_Passage shown_.
These plans however, even with the best intentions, may need to be delayed given soaring energy costs (oil has now shot past US$100) that threaten to derail the economic recovery, with aggressive policy tightening now likely to push economies into recession.

At least that is the position that more investors appear to be taking as government bonds surged yesterday, on increasing bets that the economic fallout from Russia’s Ukraine invasion will push central banks to raise rates and tighten more slowly than previously anticipated.

Germany’s benchmark 10-year bund yield sank below zero again, for the first time in a month as markets reacted to a string of comments from senior European Central Bank policymakers arguing against any dramatic policy shifts until the dust settles on how the Ukraine crisis and Russia’s economic isolation affect the eurozone economy.

Across the Atlantic, the benchmark U.S. 10-year Treasury yield fell to 1.72%, the lowest since late January.

While most investors still expect the Fed to raise rates by at least 0.25% in March, the pace of rate hikes thereafter is projected to moderate.

Rising energy costs thanks to the Russian invasion are giving central banks pause in their hawkish pivot, hiking rates too aggressively at this point may do little to reign in inflation while slowing economic growth further, paving the way towards stagflation (low growth and high inflation).

Economic growth will almost inevitably slow and the need for central banks such as the Fed, to provide liquidity as Russian counterparties increasingly become default risks, could see a prolonged delay to running out the central bank’s balance sheet.

And this could provide an unexpected boost for risk assets in the coming weeks and months, especially given that yields look to be compressed for longer.



2. U.S. Stock Sales Collapse as Companies Stay Private Longer

  • Whereas the prospect of policy tightening was already dampening appetite for public offerings, the Russian invasion of Ukraine has since seen fresh U.S. stock offerings slump to their lowest in more than a decade last month.

  • While other avenues of capital raising remain available for some companies, including debt or private equity, public stock sales are key to the broader recovery for the U.S. economy.

Even before Russia invaded Ukraine, many companies contemplating a public offering on U.S. exchanges were either choosing to stay private longer, raising capital through other means, or delaying listing plans altogether to cater to the softer market.

_Material provided_.
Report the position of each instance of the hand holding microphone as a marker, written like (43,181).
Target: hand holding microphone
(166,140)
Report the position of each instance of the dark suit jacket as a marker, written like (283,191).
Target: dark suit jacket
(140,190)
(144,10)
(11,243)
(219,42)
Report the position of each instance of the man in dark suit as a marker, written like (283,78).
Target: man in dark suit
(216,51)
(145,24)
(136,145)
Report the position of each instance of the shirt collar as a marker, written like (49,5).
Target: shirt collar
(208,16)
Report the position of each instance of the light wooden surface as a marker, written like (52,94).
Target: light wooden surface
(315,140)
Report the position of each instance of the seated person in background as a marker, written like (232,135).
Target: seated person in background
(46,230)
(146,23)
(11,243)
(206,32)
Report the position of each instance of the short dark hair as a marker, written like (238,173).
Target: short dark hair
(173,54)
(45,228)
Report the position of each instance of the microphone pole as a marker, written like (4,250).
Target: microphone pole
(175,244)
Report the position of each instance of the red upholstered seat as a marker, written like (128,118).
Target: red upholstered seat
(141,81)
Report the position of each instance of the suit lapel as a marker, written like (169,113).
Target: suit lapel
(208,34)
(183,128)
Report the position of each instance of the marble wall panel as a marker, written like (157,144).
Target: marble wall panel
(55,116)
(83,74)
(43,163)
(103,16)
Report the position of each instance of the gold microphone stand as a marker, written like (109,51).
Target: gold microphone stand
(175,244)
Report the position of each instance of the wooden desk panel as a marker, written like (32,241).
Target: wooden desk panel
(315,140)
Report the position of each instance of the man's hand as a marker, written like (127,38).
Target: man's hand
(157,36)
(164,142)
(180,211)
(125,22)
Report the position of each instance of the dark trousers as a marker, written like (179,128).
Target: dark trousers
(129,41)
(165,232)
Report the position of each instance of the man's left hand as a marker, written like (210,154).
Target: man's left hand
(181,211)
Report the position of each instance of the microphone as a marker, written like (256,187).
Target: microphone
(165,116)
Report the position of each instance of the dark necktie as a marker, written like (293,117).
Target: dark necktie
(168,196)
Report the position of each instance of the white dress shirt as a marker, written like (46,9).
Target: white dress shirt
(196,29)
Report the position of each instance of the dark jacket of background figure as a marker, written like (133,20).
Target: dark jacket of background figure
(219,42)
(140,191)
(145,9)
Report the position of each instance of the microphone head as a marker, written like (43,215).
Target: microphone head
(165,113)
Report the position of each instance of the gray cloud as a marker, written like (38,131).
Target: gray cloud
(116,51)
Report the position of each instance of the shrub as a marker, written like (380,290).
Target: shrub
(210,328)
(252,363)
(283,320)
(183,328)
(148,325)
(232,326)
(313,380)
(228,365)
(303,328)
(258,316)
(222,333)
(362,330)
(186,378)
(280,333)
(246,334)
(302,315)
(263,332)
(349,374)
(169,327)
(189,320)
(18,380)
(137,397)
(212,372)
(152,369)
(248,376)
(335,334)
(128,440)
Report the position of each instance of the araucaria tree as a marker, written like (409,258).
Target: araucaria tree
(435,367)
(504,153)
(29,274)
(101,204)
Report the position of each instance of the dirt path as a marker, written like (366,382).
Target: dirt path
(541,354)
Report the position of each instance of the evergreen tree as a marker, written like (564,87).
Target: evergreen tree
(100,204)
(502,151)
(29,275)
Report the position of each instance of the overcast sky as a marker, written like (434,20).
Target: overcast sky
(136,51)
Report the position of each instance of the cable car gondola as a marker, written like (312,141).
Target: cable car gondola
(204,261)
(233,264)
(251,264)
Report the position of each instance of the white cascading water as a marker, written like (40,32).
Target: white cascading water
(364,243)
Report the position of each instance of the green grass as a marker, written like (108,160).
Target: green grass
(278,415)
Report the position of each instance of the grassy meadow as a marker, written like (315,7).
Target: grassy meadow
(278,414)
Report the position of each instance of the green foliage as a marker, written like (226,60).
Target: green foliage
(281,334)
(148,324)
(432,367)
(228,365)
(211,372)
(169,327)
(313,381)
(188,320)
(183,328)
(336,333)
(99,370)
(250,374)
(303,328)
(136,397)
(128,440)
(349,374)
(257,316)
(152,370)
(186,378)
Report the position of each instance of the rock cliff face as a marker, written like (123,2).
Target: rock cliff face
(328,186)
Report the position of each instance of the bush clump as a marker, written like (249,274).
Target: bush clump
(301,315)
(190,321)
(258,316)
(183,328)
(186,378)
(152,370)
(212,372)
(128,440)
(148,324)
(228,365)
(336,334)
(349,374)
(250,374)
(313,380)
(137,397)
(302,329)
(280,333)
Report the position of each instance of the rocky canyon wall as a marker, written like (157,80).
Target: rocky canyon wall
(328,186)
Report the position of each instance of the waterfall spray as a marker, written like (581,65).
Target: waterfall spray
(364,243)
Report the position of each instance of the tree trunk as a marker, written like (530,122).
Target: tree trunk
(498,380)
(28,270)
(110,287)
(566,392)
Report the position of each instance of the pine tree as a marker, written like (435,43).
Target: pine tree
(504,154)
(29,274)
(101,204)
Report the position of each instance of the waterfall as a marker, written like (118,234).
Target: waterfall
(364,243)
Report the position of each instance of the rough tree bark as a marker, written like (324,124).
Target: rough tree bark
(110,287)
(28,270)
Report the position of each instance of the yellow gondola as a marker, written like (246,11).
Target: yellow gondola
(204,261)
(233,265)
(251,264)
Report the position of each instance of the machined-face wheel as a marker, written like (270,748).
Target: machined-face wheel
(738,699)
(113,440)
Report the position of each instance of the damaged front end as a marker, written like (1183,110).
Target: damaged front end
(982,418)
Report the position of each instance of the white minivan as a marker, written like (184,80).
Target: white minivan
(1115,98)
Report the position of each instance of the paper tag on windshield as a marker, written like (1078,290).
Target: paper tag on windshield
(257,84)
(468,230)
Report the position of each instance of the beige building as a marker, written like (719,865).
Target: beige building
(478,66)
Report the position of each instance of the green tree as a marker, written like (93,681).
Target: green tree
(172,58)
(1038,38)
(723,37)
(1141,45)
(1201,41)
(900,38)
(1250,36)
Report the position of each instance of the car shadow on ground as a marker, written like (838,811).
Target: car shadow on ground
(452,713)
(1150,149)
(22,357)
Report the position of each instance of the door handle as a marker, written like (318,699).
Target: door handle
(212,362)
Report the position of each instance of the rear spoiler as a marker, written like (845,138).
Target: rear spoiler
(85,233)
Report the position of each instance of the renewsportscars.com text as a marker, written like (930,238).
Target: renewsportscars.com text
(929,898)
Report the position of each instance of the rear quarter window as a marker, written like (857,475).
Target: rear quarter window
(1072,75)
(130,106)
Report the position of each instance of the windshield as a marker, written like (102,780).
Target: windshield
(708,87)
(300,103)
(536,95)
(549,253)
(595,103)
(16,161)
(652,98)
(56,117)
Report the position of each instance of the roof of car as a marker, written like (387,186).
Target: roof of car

_Problems to work on_.
**1.** Using the market commentary, decide whether each statement agrees with it: (a) the U.S. 10-year Treasury yield dropped to its lowest point since late January; (b) Germany's 10-year bund yield climbed above zero for the first time in a month; (c) most investors still expect the Fed to raise rates by at least 0.25% in March. Answer yes or no for each and quote the deciding words.
**2.** According to the market commentary, how low did fresh U.S. stock offerings fall last month?
**3.** Extend the market commentary, starting after its final sentence about companies staying private longer or delaying listing plans.
The rows come from a separate source and are unrelated to the market commentary.

_Results_.
**1.**
(a) Yes: "the benchmark U.S. 10-year Treasury yield fell to 1.72%, the lowest since late January."
(b) No: "Germany’s benchmark 10-year bund yield sank below zero again, for the first time in a month"
(c) Yes: "most investors still expect the Fed to raise rates by at least 0.25% in March"

**2.** They fell to their lowest level in more than a decade.

**3.**
Whereas the prospect of policy tightening was already dampening appetite for public offerings, the Russian invasion of Ukraine has since seen fresh U.S. stock offerings slump to their lowest in more than a decade last month.

Initial and secondary public offerings all but collapsed to US$5.95 billion from a year earlier according to data compiled by Bloomberg.

And even where companies have managed to list, most have traded underwater, with as many as half of listing last year trading below their offering price.

The trend is worrying because access to equity financing is a cornerstone of the economy, enabling issuers to fund acquisitions for synergies, plug holes in their balance sheets, or fuel expansion.

Public offerings provide capital and prestige to companies, that helps to improve goods and services offerings thanks to more intense levels of scrutiny and attract and develop talent drawn to the jobs on offer at these listed firms.

Instead, investors have fled to haven assets like gold and U.S. Treasuries as Russia ups the ante in Ukraine and ratchets up the violence of its aggression.

That risk-off sentiment has led to a sharp decline in deal sizes, those companies that are continuing to list are doing so with far more conservative valuations and smaller offerings, while the listings calendar in the U.S. is close to empty.

While other avenues of capital raising remain available for some companies, including debt or private equity, public stock sales are key to the broader recovery for the U.S. economy.



3. Bitcoin Burnishes Safe Haven Chops

  • Bitcoin led broad-based gains in cryptocurrencies as digital asset reasserted themselves as havens and emerged as a potential vehicle for ordinary people to get around sanctions, amid the intensifying conflict between Russia and Ukraine.

  • Cryptocurrencies have proved at a time of crisis that they are immune to government control and therefore not beholden to any actions and more investors around the world are watching this narrative unfold in real life.

With shells raining down on Ukraine’s second largest city Kharkiv, investors are heading for cover and some have turned to Bitcoin as well as other cryptocurrencies.

Extending a two-day rally, Bitcoin led broad-based gains in cryptocurrencies as digital asset reasserted themselves as havens and emerged as a potential vehicle for ordinary people to get around sanctions, amid the intensifying conflict between Russia and Ukraine.

Part of the demand of course is the near-collapse of the Russian ruble as Western sanctions begin to bite.

Ordinary Russians who have seen their banks and ATMs emptied out of whatever cash that remains have been rushing to convert rubles into anything of value, from electronics to cryptocurrencies as the currency falls by 30%.

The Western freeze of the Russian central bank has hamstrung the ability of Moscow to prop up the ruble and rather than wait for something to be done, ordinary Russians, are buying more cryptocurrencies,

A recent study by the Kremlin suggests that as many as 12% of Russians already own cryptocurrencies, but the true number may be much larger.

Bitcoin pushed past US$44,000 and Ether crossed US$3,000 overnight before retracing breaking above their 50-day moving averages.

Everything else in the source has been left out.